Instructions to follow |
Scan the entries for the word "trace" and return every line that has it.

(Stored data entries)
====================

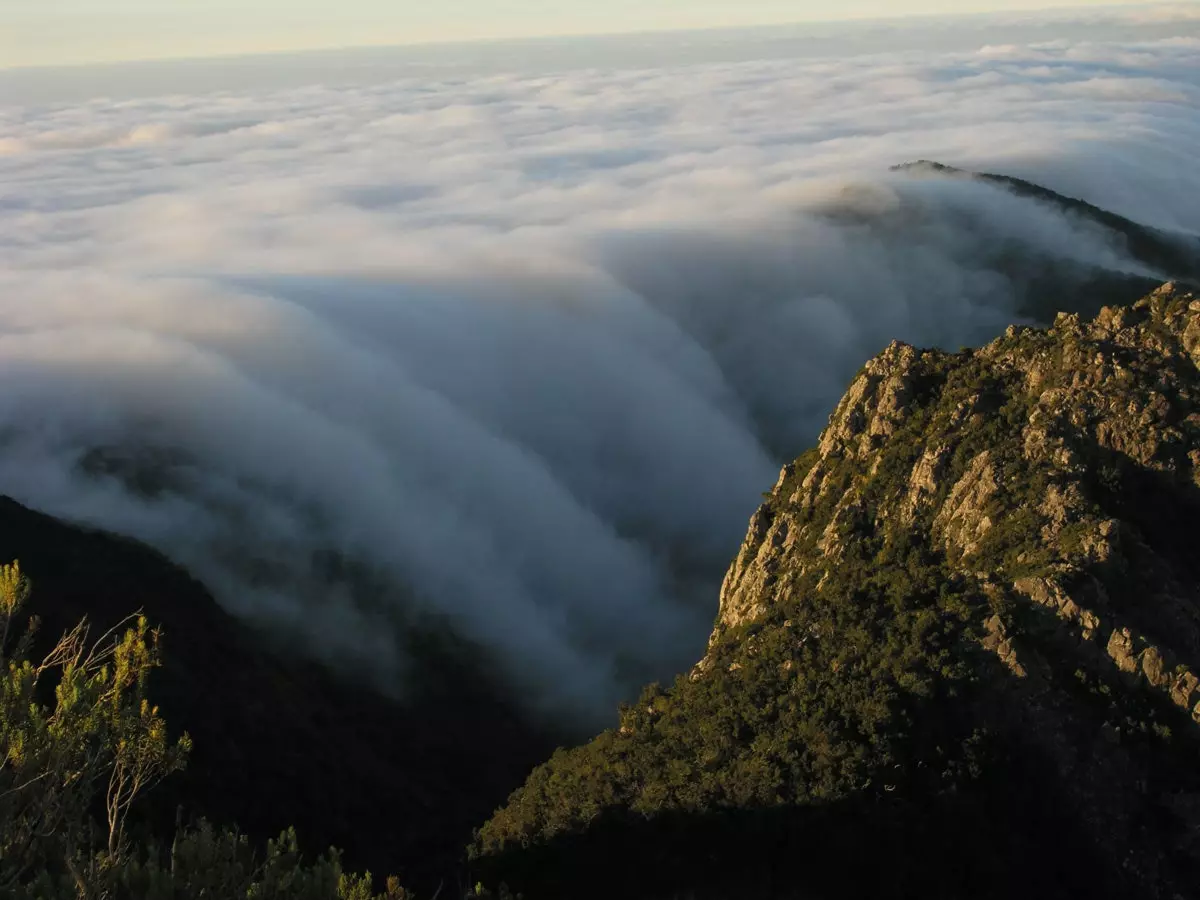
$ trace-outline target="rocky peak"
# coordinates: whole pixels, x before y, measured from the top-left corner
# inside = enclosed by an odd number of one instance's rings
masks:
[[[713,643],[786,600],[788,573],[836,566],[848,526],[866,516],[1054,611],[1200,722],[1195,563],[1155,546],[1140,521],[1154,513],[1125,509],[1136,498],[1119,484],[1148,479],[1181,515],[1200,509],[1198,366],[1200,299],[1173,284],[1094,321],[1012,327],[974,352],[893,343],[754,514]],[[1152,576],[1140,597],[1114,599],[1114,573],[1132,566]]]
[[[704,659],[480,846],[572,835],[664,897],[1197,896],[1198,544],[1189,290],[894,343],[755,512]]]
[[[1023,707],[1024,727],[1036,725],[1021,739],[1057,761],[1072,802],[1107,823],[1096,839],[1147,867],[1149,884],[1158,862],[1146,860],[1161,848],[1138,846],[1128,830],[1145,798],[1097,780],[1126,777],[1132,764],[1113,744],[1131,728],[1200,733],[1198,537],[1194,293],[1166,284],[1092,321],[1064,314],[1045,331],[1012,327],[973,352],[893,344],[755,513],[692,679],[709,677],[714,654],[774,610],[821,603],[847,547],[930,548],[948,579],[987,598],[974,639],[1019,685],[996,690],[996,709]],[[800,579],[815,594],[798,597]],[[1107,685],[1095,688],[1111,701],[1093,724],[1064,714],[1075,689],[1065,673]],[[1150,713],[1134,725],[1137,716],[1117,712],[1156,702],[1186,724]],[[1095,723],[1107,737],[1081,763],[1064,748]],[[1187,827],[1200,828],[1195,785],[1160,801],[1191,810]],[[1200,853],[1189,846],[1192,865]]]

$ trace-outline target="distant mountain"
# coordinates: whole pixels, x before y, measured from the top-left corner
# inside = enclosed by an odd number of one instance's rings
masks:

====================

Task result |
$ trace-outline target="rocky peak"
$ trace-outline target="distant mountain"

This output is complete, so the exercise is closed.